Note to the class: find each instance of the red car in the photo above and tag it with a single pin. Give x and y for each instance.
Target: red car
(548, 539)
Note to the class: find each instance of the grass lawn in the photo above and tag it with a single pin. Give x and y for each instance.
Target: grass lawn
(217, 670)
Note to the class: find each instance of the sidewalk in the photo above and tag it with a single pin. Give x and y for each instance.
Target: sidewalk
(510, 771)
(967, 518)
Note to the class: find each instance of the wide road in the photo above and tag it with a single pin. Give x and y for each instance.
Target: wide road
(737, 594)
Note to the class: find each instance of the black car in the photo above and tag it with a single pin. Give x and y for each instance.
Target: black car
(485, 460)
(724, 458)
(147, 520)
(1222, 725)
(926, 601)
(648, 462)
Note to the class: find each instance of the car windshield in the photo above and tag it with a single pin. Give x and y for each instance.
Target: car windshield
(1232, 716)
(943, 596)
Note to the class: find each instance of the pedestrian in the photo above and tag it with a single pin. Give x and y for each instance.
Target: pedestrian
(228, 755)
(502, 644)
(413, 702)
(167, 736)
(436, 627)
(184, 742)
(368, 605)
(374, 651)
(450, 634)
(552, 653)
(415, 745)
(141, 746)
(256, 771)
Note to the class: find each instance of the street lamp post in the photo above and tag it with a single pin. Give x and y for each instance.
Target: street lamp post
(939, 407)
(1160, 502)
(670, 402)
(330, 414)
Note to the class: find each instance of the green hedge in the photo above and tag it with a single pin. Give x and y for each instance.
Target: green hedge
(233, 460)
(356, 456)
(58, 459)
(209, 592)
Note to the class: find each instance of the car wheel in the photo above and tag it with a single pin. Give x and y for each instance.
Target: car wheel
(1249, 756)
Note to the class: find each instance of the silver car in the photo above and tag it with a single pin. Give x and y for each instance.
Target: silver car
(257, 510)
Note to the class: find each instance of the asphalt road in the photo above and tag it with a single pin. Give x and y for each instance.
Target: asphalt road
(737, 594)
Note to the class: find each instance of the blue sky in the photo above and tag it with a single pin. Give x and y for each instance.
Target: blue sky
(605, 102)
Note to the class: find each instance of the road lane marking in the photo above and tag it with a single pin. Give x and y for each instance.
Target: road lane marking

◆ Exercise objective: Copy the items from the line containing "Note to the class: find each instance of the pedestrian" through the last line of the items, including both ends. Keep the requests unchanged, and add 78 to every x and y coordinate in the answers.

◆ Exercise answer:
Note to the class: find each instance of the pedestrian in the photo above and tag it with a single pin. Give x and y for each instance.
Target: pedestrian
(306, 833)
(580, 722)
(491, 780)
(245, 814)
(514, 705)
(262, 820)
(446, 683)
(452, 729)
(528, 712)
(630, 731)
(493, 823)
(219, 824)
(334, 849)
Note to the class: find each instance of the street lamp post in the photo above and tag it with a single pin. Give x and y for each instance.
Target: street lamp post
(1017, 485)
(1238, 580)
(748, 480)
(408, 492)
Note to the class: find each instance of the green hedge in the photo above and tag it with a single pin. Give x and y for each instance.
Target: green hedge
(311, 538)
(434, 534)
(136, 537)
(287, 670)
Note to the class: find each instance of the car wheel in the photo above and tag it with a single pin. Give x and y for each instance.
Target: car wheel
(1327, 834)
Note to the class: find each instance of the silver car in the photo above and tag it with a single pin. Give x and y for each instance.
Target: silver car
(335, 588)
Note to the class: find each instance of the asphalt road in the photo above and tag it with a single pin. Give x and y for each instance.
Target: asphalt road
(815, 672)
Note to the class: find each instance of the blue sky in the photo above and tag it with a single pin. Give x and y for each instance.
Target: blue sky
(683, 180)
Note to the class: find each instance of the road lane marking in the photo above and tag it with a single pin. Give x and y for each instance.
Target: road lane marking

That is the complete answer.